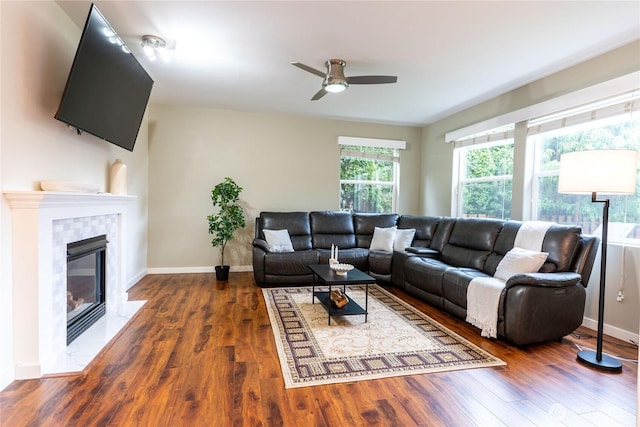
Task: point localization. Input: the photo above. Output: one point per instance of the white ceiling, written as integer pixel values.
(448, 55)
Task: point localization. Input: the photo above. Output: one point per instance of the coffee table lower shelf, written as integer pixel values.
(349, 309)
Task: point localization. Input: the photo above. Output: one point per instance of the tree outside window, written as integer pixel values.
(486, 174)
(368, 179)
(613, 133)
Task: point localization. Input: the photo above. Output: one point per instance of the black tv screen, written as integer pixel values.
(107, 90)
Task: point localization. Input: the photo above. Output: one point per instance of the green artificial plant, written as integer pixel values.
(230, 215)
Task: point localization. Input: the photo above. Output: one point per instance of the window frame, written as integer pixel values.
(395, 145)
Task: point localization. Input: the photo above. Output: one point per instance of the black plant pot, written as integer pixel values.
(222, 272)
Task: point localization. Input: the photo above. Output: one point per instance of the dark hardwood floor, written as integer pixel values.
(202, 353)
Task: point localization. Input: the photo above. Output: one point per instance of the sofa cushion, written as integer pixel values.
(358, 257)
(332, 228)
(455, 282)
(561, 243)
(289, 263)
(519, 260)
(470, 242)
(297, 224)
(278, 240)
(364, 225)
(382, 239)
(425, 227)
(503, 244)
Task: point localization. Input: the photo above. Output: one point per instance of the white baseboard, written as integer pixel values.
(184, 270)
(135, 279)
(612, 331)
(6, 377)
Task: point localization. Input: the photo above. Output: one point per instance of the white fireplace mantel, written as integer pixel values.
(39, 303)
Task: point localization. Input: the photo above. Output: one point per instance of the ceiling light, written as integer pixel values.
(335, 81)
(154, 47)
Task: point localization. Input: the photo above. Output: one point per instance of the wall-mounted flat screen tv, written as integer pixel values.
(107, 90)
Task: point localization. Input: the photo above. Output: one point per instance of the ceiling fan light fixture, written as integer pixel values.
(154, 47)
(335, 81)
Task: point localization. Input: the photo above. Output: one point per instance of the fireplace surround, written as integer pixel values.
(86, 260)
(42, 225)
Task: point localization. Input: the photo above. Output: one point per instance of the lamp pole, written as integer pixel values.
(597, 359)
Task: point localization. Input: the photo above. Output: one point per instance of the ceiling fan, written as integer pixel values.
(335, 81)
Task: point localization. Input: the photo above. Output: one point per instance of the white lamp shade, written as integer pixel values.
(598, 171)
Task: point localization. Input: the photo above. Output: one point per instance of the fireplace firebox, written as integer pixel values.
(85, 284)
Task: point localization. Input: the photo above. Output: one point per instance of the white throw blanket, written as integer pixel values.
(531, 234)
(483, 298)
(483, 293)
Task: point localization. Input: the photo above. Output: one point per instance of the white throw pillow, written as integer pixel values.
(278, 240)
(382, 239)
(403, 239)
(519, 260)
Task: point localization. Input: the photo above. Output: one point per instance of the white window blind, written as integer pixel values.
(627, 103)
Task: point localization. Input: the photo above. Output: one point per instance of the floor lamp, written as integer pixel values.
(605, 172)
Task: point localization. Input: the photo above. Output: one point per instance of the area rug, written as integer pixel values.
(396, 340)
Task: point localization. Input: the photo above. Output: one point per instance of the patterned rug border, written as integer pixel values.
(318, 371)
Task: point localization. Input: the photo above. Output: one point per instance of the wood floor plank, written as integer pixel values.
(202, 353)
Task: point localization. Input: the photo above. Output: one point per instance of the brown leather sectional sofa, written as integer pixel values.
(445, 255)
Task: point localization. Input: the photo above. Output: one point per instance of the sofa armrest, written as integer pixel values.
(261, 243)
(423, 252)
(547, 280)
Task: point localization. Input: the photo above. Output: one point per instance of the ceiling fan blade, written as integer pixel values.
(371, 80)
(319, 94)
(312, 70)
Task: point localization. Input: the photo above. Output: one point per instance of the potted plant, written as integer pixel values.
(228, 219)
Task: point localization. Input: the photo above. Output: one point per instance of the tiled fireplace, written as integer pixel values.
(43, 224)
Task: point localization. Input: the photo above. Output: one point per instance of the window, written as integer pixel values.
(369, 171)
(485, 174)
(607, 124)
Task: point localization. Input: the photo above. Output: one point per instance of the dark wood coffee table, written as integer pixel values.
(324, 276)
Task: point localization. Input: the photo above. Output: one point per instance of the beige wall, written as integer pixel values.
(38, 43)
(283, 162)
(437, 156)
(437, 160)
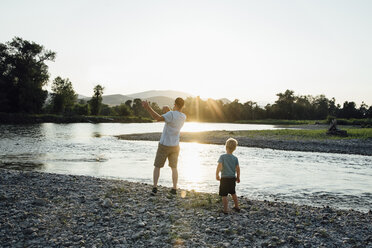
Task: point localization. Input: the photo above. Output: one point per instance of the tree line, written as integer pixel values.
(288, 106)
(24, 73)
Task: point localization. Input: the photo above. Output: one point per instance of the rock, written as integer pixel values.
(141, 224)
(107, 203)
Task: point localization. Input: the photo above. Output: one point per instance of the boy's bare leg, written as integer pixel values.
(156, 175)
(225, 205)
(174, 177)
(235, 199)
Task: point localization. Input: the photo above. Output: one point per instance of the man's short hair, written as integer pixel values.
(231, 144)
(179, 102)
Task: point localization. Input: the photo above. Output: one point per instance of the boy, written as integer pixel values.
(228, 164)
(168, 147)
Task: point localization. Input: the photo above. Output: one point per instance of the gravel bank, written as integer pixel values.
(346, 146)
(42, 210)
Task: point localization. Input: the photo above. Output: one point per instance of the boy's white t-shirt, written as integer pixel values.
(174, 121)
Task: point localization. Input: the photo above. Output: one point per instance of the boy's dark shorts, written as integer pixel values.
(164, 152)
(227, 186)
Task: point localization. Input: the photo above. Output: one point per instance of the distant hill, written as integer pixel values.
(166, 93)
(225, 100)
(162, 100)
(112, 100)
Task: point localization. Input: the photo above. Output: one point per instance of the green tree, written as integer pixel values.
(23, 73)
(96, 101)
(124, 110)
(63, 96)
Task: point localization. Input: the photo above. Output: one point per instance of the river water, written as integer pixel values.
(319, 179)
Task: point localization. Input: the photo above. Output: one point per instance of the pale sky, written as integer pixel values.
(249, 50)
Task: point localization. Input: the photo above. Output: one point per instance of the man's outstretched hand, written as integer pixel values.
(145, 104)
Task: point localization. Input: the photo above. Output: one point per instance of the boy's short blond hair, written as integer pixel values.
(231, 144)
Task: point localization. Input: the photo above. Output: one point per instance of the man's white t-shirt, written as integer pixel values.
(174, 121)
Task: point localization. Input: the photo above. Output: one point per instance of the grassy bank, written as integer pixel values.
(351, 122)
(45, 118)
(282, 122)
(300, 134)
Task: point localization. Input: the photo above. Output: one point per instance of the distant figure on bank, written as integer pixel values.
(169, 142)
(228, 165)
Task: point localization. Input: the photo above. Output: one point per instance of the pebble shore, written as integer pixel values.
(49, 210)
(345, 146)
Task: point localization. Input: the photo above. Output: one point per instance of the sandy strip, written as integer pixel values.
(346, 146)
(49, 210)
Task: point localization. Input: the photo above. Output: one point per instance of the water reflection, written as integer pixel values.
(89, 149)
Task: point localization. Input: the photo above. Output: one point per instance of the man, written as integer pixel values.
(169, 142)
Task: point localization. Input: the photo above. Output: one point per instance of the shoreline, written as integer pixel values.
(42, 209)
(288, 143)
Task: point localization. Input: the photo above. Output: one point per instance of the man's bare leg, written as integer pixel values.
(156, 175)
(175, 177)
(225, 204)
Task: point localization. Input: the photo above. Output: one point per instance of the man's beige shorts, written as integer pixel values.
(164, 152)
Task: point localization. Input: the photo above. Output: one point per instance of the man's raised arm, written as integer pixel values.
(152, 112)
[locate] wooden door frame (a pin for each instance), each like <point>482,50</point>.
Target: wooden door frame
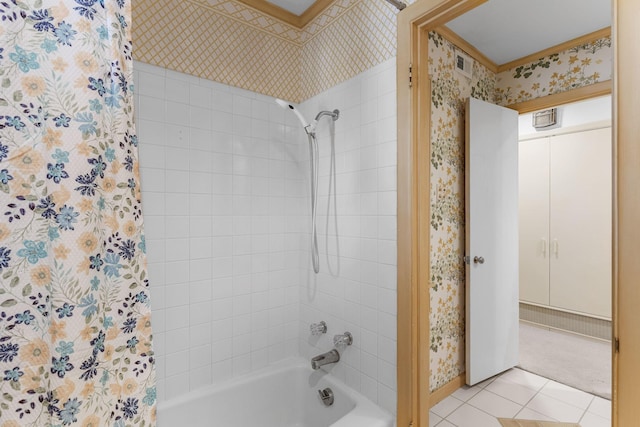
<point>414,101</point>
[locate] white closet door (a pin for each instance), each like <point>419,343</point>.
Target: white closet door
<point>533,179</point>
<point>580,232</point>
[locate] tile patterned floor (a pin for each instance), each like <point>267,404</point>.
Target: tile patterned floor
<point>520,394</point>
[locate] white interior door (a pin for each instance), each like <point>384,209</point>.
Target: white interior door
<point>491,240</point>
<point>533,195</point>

□ □ □ □ □

WORK ITEM
Using the data above, return every line that contains the string "locate".

RESPONSE TO THIS EXERCISE
[locate] wooden door frame (a pin for each instance), each like <point>482,50</point>.
[locate] white closet door (a pin for each instance), each like <point>419,343</point>.
[locate] tile patterned floor (a pin for each instance), each like <point>267,404</point>.
[locate] white interior door (a pin for each instance), each like <point>384,209</point>.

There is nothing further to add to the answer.